_ENTRIES SUPPLIED:_

______

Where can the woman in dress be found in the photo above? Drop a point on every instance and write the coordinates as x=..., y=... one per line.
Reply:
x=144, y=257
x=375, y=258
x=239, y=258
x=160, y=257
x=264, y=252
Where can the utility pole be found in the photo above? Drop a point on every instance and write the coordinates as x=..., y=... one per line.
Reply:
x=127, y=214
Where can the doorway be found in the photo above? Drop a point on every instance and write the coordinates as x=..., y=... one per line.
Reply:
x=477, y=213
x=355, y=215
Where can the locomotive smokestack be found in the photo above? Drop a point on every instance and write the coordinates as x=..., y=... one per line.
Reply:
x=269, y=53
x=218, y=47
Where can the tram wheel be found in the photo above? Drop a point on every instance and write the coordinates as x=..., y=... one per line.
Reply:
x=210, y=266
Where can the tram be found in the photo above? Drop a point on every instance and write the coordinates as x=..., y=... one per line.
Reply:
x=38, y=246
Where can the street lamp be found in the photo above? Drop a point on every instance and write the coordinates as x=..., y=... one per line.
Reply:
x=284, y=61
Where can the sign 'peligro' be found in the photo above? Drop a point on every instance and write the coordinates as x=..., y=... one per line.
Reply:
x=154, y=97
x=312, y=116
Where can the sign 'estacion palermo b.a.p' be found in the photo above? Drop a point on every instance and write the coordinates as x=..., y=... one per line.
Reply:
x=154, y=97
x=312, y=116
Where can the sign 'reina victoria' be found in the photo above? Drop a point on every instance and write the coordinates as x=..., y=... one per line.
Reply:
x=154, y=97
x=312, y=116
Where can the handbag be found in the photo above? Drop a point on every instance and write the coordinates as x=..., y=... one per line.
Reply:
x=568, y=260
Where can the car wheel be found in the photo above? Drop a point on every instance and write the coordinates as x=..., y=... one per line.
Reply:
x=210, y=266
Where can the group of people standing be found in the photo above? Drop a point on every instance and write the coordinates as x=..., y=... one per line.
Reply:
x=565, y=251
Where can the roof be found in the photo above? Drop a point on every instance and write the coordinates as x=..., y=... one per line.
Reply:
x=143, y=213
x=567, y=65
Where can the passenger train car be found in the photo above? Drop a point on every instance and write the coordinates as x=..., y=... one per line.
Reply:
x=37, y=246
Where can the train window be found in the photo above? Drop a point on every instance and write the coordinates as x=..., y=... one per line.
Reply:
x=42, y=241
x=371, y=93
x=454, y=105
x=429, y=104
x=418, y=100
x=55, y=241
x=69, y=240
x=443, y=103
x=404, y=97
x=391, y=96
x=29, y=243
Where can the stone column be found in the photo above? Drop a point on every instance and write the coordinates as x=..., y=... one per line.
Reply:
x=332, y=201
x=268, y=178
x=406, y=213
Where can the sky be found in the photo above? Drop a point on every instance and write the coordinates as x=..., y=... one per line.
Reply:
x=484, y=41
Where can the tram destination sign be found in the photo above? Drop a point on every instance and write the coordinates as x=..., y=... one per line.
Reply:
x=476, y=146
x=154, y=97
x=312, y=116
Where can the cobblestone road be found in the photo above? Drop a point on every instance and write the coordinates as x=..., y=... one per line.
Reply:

______

_THE TASK:_
Above are the entries; copy out every line among them that contains the word "sign".

_WRITTEN ANSWER:_
Where can the sign 'peligro' be found in the photo above? Drop a point on every instance and write the coordinates as x=..., y=... one per line.
Where can the sign 'estacion palermo b.a.p' be found in the photo above? Drop a point on every instance and write the coordinates as x=..., y=... one per line.
Where can the sign 'reina victoria' be found in the photo above? Drop a point on every instance and write the coordinates as x=..., y=... one per line.
Where can the tram destination sign be found in the photo above? Drop a point on every instance and write the coordinates as x=..., y=... one per line.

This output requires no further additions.